At least once a year, and sometimes more often, a ceremony called kurdiji, shield, takes place to prepare one, two or, very rarely, three boys for the man-making operation. Some ritual innovations have been introduced since the 1950s, but until recently the purpose was always the same to ally the young initiate to his future father-in-law, the main initiator, and his future mother-in-law. This mother-in-law is usually a girl of his own age, whose daughter, already born or yet to be born, is to become his wife.

 

On the day of his capture by the elders, the novice is called marlulu (from marlu, kangaroo), and for the first time he attends a ritual male dance. Meanwhile the mothers and sisters are painted with red ochre and decorated with minyeri headbands. The men, gathered some fifty metres away, display the kurdiji shield, which is painted with a special Dreaming design that they hide in a pile of bushes. The mothers then kneel in a circle and sing with the sacred female yukurrukurru to share the Dreaming power that these boards will transmit to the new initiate. Men and women sing and dance all day. The women also cook for everybody.

 

In the evening everybody gathers together and the boy is brought back to the middle of the group which is waiting on a plot of ground especially prepared for a nocturnal gathering, marnakurrawarnu, during which the men sing and the women dance. The novice is separated from the men by the women and the children. He sits at the back, and is made to stand up at regular intervals by two guardians, his brothers-in-law, who make him look at the sky where the morning star will appear. The most active role in the singing and dancing is taken by men and women called yulpuwarnurlu, the novice’s ‘fathers’ (father’s clanic brothers), the maternal uncles, the ‘mothers’ (mother’s sisters and co-wives) and the paternal aunts. These women have their chests painted, wear a minyeri headband and dance handing a firestick from one to the other. 

 

The novice’s clanic sisters and brothers, who in this context are called jarrawarnurlu, also participate, the former dancing and the latter singing until daybreak.

 

At dawn, the novice passes through the assembly with his guardians, who take him to the seclusion camp where he receives the firestick that passed between the women dancers, and with which he lights his first fire, thus becoming warluwarnu.

---

▶ [Written exercise 1]
Answer these questions about the text on the kurdiji ceremony:
(a) What is the novice called on the day the elders capture him?
(b) Who are the two guardians who make the novice stand up during the nocturnal gathering?
(c) What does the novice light with the firestick he receives at the seclusion camp?

(Point-based annotation data)
---

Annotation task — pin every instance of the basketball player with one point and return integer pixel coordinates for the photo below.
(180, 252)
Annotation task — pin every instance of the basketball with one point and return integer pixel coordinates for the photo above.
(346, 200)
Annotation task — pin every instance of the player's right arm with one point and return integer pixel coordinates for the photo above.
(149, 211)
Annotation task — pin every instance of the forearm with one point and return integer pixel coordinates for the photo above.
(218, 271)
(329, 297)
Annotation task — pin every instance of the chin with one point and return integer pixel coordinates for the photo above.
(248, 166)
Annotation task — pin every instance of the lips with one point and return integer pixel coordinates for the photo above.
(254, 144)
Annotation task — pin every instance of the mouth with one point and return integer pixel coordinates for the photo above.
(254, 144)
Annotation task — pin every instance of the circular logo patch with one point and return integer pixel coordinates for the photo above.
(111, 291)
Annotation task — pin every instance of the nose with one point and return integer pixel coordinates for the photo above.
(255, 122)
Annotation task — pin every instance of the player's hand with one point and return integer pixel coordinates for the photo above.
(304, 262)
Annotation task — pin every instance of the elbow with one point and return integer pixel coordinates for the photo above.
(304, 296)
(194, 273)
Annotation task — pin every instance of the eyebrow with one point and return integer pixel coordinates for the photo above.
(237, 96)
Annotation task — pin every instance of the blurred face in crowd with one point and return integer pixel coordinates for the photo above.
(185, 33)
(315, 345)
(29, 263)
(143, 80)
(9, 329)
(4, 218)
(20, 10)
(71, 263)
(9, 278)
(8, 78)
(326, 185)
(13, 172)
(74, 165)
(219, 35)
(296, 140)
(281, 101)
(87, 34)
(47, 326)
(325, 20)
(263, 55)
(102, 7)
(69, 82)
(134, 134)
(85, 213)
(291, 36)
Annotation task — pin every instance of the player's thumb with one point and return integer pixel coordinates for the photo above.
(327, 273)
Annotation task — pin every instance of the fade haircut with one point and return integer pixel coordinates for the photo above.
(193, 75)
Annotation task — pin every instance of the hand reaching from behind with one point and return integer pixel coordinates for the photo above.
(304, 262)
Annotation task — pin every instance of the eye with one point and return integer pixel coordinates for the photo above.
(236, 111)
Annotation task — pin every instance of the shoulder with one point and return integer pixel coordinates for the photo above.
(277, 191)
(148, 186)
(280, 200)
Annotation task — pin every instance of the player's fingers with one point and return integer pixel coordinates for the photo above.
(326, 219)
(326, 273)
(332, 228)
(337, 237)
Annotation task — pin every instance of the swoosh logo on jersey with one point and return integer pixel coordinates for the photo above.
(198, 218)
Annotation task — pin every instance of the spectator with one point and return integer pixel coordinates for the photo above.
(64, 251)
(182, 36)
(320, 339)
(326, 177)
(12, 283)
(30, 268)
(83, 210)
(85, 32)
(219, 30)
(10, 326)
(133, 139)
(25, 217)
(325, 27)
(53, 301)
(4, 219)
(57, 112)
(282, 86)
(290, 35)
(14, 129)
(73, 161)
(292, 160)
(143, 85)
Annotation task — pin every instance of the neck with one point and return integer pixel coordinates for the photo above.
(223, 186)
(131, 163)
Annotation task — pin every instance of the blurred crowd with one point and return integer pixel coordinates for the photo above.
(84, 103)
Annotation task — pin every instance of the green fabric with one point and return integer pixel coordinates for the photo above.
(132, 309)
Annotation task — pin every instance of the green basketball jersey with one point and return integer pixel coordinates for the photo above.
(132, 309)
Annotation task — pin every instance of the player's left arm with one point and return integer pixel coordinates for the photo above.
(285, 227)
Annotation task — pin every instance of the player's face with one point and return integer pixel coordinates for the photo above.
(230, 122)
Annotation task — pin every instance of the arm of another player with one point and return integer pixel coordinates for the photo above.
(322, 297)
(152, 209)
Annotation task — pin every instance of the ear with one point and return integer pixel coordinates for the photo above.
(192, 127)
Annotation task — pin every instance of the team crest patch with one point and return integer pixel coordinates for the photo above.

---

▶ [Written exercise 2] Collect every line of the listing that contains the string "logo", treating case as significant.

▶ [Full answer 1]
(a) Marlulu.
(b) His brothers-in-law.
(c) His first fire.

▶ [Full answer 2]
Annotation task — pin every instance of the circular logo patch with one point and return integer pixel coordinates for the photo above.
Annotation task — pin every instance of the swoosh logo on jersey with one point and return integer pixel coordinates for the photo above.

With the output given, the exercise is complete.